EXERCISE INSTRUCTIONS =>
Please rewrite the items below as a JSON array of strings, one string per line, leaving out any blank lines.

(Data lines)
--- begin ---
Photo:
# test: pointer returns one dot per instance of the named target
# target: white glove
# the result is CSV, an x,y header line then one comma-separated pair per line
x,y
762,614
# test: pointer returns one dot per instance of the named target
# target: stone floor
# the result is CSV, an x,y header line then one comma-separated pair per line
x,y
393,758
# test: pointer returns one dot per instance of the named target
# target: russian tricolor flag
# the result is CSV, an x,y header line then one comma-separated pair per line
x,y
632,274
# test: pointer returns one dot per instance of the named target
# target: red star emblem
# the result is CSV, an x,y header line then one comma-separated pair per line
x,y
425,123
--- end ---
CORRECT RESPONSE =>
[
  "Photo:",
  "# test: pointer returns one dot per instance of the named target",
  "# target: white glove",
  "# the result is CSV, an x,y header line then one comma-separated pair per line",
  "x,y",
  "762,614",
  "# test: pointer returns one dot per instance of the named target",
  "# target: stone floor",
  "# the result is CSV, an x,y header line then one comma-separated pair per line",
  "x,y",
  "393,758",
  "# test: pointer returns one dot per instance of the named target",
  "# target: russian tricolor flag",
  "# the result is CSV, an x,y header line then one comma-separated pair per line",
  "x,y",
  "632,274",
  "# test: pointer returns one dot per instance of the named target",
  "# target: red star emblem",
  "# the result is CSV, an x,y header line then one comma-separated pair per line",
  "x,y",
  "425,123"
]